***** Text for analysis *****

Research

Football Fans in Training – walking towards increased physical activity

Professor Nanette Mutrie and colleagues have created a walking programme that has led to increased levels of physical activity among approximately 10,000 sports fans worldwide.

Football fans in Training

Research hub

Sport-Related Research

Research expert 

Professor Nanette Mutrie

Research centre

Physical Activity for Health Research Centre (PAHRC)

What was the problem? 

The obesity pandemic is one of the most serious health issues facing modern societies, with implications both for individuals’ health and public spending on health and social care. While commercial and NHS weight management programmes are effective, they are predominantly attended by women.

What did we do?

Football Fans in Training (FFIT) was devised as a way of incentivising overweight men to attend weight management groups by giving them behind-the-scenes access to professional football clubs. The project was a collaboration across the Universities of Glasgow, Aberdeen, Dundee and Edinburgh.

Grounded in current behaviour change theory, the project used fans’ home stadiums as supportive environments for a 12-week programme of classroom-based advice and pitch-side physical activity sessions. Each meeting involves teaching participants useful skills and techniques to become more active and improve their diet, followed by the physical activity session. An incremental walking programme complements these sessions. Designed by Mutrie, this rigorous, evidence-based programme gives participants a pedometer and goals to take more steps each week, during and after FFIT.

I had tried to do fitness things before, and my motivation had let me down. But coming to Hibs and doing the Football Fans in Training Programme gave me a lot more confidence to continue with it. Since then, I’ve done an 18 lap run around the pitch at Easter Road for charity. I play 90 minutes of football and 5-a-side. Things I wouldn’t have looked at before now, I do now.

FFIT participant, Hibernian FC, Edinburgh

What happened next? 

Football Fans in Training (FFIT) was piloted in 11 of Scotland’s top professional football clubs in autumn 2010 and spring 2011 with funding from Scotland’s Chief Scientist Office. It has since run for a further three seasons at Scottish Professional Football League (SPFL) clubs, with funding from the Scottish Government and the Football Pools.

By the end of the 2013-2014 football season, over 3,000 men had participated in the programme. Of these, 748 took part in one of the world’s first randomised control trials of a health programme delivered through professional sports clubs.

Funded by the National Institute for Health Research, the trial showed that FFIT was extremely popular among both participants and coaches and, being relatively inexpensive to deliver, was value for money. It also showed that – a year after the programme – participants’ step counts were higher and that, overall, the difference in their weight loss, compared to non-participants, was 4.94kg.

*****

### Task 1
Copy verbatim the section of the Football Fans in Training research summary that opens with "What was the" and closes with "attended by women.".
### Task 2
Carry on the Football Fans in Training research summary from its last sentence.
These records were taken from a separate source.

***** Extracted records *****

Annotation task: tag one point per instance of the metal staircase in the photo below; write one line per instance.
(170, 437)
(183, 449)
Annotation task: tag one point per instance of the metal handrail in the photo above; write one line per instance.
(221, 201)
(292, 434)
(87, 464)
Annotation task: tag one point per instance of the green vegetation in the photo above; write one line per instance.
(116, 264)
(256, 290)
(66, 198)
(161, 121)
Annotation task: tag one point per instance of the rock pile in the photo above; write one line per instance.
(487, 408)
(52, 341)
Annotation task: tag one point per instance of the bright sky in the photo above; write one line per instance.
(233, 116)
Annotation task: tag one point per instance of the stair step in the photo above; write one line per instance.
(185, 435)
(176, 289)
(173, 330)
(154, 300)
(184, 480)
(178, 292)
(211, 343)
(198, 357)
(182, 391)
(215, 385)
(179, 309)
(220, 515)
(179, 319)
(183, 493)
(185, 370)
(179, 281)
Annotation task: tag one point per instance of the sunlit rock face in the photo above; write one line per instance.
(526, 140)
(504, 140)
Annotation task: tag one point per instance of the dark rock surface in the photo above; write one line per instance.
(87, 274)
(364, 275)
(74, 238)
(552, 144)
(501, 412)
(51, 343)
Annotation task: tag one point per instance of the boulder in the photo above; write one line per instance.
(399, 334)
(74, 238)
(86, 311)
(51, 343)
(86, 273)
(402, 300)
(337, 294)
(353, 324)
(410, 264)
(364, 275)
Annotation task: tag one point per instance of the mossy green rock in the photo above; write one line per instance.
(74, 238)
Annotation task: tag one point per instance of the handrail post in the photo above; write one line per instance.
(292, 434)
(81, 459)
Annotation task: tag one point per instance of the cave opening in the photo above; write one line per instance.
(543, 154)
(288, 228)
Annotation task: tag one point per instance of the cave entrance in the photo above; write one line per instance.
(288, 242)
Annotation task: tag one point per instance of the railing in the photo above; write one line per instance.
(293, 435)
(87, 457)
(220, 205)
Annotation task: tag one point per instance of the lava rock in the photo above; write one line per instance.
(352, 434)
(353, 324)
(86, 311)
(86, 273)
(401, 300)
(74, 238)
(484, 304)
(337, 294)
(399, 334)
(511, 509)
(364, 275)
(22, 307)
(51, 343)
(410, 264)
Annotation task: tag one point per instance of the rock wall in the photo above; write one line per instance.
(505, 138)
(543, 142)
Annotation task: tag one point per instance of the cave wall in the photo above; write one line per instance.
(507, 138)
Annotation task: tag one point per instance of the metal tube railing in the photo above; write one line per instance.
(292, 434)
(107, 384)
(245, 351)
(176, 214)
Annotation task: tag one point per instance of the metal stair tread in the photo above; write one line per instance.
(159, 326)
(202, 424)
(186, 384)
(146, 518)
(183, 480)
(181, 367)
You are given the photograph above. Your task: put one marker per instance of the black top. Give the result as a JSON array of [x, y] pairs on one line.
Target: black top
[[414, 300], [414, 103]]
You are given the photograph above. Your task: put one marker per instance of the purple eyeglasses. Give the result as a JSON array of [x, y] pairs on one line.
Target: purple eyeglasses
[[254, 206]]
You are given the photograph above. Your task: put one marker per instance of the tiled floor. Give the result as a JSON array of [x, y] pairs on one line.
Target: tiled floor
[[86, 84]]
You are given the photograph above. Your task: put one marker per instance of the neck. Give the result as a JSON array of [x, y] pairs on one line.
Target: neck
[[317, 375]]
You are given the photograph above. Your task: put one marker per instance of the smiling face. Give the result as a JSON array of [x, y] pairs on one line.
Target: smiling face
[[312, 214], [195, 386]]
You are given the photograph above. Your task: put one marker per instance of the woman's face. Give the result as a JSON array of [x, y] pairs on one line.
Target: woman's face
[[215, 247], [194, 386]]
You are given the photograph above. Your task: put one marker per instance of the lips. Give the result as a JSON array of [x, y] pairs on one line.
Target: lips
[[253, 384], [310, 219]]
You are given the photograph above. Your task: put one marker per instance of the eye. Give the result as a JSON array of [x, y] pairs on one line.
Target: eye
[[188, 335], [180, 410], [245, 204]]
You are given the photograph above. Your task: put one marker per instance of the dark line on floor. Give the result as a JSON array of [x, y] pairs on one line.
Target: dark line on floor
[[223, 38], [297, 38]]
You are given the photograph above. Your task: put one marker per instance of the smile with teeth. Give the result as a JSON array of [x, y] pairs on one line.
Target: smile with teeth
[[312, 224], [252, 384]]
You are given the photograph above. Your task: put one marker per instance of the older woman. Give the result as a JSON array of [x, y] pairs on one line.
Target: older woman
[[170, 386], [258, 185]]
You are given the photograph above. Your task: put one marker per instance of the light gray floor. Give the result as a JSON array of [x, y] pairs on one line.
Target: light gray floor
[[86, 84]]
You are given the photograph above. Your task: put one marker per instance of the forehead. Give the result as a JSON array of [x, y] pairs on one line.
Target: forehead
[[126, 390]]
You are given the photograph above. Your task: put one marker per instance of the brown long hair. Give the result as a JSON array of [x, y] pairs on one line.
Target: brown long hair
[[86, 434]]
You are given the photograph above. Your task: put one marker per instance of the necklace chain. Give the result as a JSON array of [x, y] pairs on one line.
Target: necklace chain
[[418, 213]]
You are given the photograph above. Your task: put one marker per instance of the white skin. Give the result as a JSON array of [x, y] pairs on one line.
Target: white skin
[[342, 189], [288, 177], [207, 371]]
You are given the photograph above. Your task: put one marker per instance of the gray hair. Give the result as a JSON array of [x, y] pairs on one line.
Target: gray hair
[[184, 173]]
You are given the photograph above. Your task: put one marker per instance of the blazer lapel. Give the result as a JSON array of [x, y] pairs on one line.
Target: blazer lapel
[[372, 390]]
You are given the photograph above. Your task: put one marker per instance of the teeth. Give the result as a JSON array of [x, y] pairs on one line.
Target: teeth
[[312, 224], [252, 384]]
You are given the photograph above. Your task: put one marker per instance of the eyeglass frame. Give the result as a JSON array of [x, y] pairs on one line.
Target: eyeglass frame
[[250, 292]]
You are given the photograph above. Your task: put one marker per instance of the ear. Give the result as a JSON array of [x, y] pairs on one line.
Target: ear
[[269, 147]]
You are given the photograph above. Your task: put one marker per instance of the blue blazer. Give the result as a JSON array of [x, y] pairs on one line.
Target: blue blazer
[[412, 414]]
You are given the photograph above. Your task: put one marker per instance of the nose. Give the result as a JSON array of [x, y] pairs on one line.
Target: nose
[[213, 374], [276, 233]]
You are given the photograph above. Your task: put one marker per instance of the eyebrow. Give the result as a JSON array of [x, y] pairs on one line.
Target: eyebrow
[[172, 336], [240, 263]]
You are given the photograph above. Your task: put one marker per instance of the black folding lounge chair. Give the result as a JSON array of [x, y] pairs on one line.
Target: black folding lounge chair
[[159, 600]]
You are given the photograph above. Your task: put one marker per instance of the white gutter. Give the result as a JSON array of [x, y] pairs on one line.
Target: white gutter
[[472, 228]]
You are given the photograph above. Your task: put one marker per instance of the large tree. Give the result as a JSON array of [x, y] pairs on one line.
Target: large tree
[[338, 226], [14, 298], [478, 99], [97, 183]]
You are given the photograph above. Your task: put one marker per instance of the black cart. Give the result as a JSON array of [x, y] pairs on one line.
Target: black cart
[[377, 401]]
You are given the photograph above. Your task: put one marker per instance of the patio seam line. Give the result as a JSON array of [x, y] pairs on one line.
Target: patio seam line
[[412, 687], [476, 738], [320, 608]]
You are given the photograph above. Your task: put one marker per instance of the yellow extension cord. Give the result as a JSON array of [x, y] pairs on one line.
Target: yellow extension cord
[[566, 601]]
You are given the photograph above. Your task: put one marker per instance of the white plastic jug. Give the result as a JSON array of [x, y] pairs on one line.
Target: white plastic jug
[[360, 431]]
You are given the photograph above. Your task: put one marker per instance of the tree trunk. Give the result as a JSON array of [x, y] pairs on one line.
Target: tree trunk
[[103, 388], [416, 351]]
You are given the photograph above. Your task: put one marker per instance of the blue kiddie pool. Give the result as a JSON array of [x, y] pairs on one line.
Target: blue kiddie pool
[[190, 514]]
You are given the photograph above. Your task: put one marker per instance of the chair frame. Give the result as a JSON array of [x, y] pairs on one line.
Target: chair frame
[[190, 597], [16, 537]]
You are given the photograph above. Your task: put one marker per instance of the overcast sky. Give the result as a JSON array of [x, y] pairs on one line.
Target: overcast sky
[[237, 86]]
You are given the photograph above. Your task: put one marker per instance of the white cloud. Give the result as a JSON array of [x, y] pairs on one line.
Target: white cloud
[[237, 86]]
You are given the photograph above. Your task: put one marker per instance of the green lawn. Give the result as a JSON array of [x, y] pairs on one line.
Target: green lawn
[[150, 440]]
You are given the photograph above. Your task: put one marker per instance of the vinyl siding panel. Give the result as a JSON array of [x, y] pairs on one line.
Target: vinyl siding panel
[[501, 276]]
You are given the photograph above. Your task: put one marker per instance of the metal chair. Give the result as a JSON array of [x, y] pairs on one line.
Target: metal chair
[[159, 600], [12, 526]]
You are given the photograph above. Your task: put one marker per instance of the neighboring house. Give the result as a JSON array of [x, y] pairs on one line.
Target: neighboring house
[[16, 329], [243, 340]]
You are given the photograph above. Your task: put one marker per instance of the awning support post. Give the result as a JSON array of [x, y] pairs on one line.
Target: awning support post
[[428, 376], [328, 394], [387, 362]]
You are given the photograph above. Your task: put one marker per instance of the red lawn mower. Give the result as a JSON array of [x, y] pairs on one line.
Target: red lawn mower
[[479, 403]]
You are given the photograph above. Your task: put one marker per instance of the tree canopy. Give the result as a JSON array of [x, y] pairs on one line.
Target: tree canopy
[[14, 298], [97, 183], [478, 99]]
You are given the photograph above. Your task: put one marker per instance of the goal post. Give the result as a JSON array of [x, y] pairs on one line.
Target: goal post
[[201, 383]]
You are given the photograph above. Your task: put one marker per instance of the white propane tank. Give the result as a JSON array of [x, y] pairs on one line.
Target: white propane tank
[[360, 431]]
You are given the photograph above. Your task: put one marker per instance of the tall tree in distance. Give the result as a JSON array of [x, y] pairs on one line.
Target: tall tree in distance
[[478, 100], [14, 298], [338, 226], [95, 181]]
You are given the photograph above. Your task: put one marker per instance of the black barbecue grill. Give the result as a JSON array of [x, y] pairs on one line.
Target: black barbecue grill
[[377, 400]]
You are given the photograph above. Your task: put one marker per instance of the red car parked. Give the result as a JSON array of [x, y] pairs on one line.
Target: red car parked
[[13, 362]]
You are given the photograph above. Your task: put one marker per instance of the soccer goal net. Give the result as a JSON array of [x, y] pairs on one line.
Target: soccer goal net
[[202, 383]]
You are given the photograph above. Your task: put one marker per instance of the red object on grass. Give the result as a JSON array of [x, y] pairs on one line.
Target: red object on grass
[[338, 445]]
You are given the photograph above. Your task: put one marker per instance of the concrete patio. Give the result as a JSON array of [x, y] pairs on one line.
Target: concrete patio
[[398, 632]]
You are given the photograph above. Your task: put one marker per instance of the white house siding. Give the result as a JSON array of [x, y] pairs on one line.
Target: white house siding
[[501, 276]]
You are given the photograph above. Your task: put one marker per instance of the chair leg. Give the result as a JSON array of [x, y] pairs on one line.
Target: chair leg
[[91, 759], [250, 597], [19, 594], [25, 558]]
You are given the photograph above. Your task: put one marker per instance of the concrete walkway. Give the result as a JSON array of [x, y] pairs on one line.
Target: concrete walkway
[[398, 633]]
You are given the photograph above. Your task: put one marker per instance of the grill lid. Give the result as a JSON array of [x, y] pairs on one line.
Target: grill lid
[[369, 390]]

*****

### Answer 1
What was the problem? 

The obesity pandemic is one of the most serious health issues facing modern societies, with implications both for individuals’ health and public spending on health and social care. While commercial and NHS weight management programmes are effective, they are predominantly attended by women.

### Answer 2
Participants valued the camaraderie and peer-support they received and coaches appreciated the clarity of FFIT’s key messages on healthy eating and physical activity. A qualitative study also evidenced the success of Mutrie’s pedometer-based walking programme in motivating and empowering men to self-monitor and progress to self-defined goals, including beginning other forms of physical activity.

The project’s findings have been instrumental in the development of the Europe-wide project, EuroFIT, which was awarded just under €6m by the European Commission. Launched in November 2013, EuroFIT completed a pilot study at Everton Football Club in July 2015 and ran until winter 2018 in 15 European clubs including Arsenal FC (UK), PSV Eindhoven (the Netherlands), FC Porto (Portugal) and Rosenborg Ballklub (Norway).

Between 2018 and 2020, the SPFL also collaborated with the European Football for Development Network in an Erasmus+ project to train coaches from nine European clubs to deliver FFIT. The Active Fans & Healthy Football League programme is now open to men and women in the UK, the Netherlands, Belgium, Germany, Hungary and Norway.

The FFIT project has also inspired independent teams in Canada, New Zealand and Australia to develop similar programmes in collaboration with professional teams in their respective national sports: Hockey, Rugby Union and Australian Rules Football.

The SPFL Trust continues to run the FFIT programme, with all of Scotland’s 12 premier league football clubs and 21 from lower divisions running FFIT for their fans. More than 5,000 male football fans and 2,000 women have now taken part in Scotland. Together, participants have lost more than 20,000 kg. Now 125 professional clubs in football and other sports are using the FFIT programme and engaging several thousand men and women worldwide to increase their step counts and to lose weight.